Extrait choisi –
---*---
1.3. La nature des affordances

Gibson (1986) définit l’affordance à la fois comme une donnée invariante de l’environnement, mais aussi comme une propriété émergente qui n’existerait qu’en rapport avec l’individu (ou l’animal). Selon lui, la personne saisit une affordance en fonction de ses besoins, mais cette dernière reste toujours présente dans l’environnement pour être perçue. L’environnement constitueraitdoncune collection d’opportunités pour l’action, les affordances étant ce que nous percevons, ou non, de cet environnement à un moment donné. Par exemple, nous ne percevons pas un stylo, mais plutôt « quelque chose pour écrire ». Dans ce cadre, l’individu peut avoir des actions par rapport à de « fausses affordances » (Luyat & Regia-Corte, 2009). Un mirage dans le désert nous fait accélérer le pas pour nous rafraichir, des sables mouvants semblent pourtant offrir la possibilité de s’y déplacer, ou une baie vitrée sans reflet peut afforder à tort le passage. La déficience visuelle est à l’origine de nombreuses situations de ce type. Citons, par exemple, un participant de notre recherche (Georges, communication personnelle, 5 octobre, 2009) qui souffre de rétinite pigmentaire (vision tubulaire). Il décrit la confusion dans laquelle le plongeaient les passages piétons, il y a quelques années, alors que l’évolution de la maladie dont il souffre était à un stade différent :

‘« Lorsque j’étais très malvoyant, mais pas encore utilisateur de canne blanche, il m’est parfois arrivé de confondre l’alternance clair-sombre que produisent les marches et contremarches d’un escalier vu de face, avec les bandes claires d’un passage piéton sur le goudron. Lorsque l’on pense s’approcher d’une traversée pour piéton, il est toujours très surprenant et déstabilisant de se rendre compte qu’il s’agit en fait d’un escalier. »’
Figure 2 : Come sa di sale
Figure 2 : Come sa di sale

Source : © Daniela Nobili (2008)
---*---
Extrait de données –

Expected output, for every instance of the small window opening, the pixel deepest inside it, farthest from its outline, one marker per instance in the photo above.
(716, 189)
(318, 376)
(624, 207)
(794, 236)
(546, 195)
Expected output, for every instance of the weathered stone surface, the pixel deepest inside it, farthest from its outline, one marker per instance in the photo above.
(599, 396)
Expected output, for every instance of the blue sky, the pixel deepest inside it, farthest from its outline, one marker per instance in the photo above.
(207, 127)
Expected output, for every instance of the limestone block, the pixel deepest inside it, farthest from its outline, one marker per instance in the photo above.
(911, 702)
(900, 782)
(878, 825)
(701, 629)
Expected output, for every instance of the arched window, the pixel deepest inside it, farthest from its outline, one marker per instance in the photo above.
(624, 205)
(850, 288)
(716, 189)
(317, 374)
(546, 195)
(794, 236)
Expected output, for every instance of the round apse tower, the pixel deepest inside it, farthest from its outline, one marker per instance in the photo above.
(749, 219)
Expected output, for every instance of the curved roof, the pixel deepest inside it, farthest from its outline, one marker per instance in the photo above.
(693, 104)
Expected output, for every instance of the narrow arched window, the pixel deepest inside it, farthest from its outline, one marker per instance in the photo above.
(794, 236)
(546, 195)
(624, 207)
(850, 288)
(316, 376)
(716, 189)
---*---
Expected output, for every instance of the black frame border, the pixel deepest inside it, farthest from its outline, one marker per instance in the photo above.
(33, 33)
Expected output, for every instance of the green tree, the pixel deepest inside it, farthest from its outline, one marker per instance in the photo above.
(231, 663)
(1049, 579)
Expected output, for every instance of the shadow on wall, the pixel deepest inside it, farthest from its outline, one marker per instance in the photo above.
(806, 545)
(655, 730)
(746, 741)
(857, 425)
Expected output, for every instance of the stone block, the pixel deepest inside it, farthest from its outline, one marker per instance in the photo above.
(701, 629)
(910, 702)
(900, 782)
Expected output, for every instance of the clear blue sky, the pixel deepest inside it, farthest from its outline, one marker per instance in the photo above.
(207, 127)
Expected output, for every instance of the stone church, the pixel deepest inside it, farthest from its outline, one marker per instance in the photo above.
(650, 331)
---*---
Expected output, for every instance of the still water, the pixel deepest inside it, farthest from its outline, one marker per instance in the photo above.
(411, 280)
---*---
Consignes –
1. Selon l'extrait sur la nature des affordances, de quelle maladie souffre le participant cité ?
2. Poursuivez l'extrait sur la nature des affordances à partir de l'endroit où il s'arrête.
La liste ne joue ici aucun rôle.

Réponses attendues –
1. Il souffre de rétinite pigmentaire, c'est-à-dire d'une vision tubulaire.

2.
L’expérience de l’environnement permet de pallier, en partie, ces « fausses affordances ». L’individu perçoit les affordances, mais dans une approche dynamique. Nous illustrons cela par les travaux de Zwart, Ledebt, Fong, De Vries et Savelsbergh (2005) qui se sont plus particulièrement intéressés aux affordances chez l’enfant, en situation de déplacements locomoteurs. Ils ont mis en évidence que la décision d’action chez l’enfant (traverser un fossé) était sous-tendue principalement par l’expérience de la marche. Cette recherche suggère que l’émergence de la perception des affordances provient de l’expérience, donc de l’exploration de l’environnement.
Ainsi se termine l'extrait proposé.